■ WHAT TO WORK ON ■
In the forum post below about integral2, what value does the shown code return for the integral when Theta is set to 50?

■ EXTRACT ■
####
Absurd result using 'integral2' with non-"centered" functions

3 vues (au cours des 30 derniers jours)
Matthieu le 6 Mar 2023
I have been trying to compute an expression for a probability which involves four normal density functions ; those are by definition positive on all real numbers. That is, when integrating over any bounds the expression of a density function, we shouldn't get a smaller result by integrating over larger bounds.
Everything comes up to this problem : this code snippet given should yield 1 !
sigma = sqrt(6) ;
Theta = 50 ; % Replace Theta by something less than 34 and it gives 1 !
f = @(x) normpdf(x,Theta,sigma) ;
integral2(@(x,y) f(x).*f(y),-inf,inf,-inf,inf) % Integrating product of two normal probability density functions over R^2
ans = 1.9949e-30
This is not a problem with normpdf as I still observe the problem by replacing f by the litteral expression of the normal probability density function.
Am I missing something ?
Thanks for your time.
####
■ DATA SHOWN ■
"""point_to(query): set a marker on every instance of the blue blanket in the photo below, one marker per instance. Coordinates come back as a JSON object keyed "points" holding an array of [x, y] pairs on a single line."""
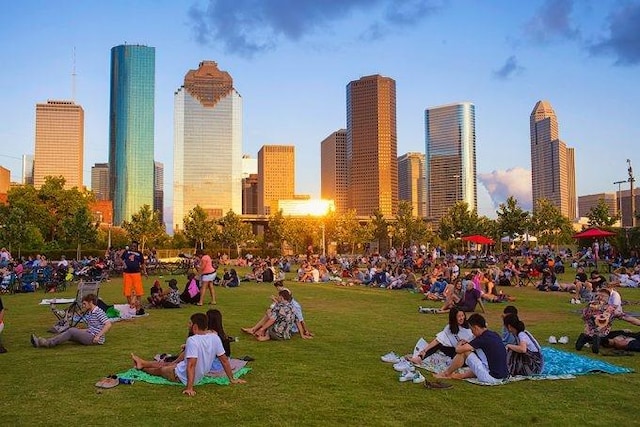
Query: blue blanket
####
■ RESPONSE TO THIS TASK ■
It returns 1.9949e-30 instead of the expected 1.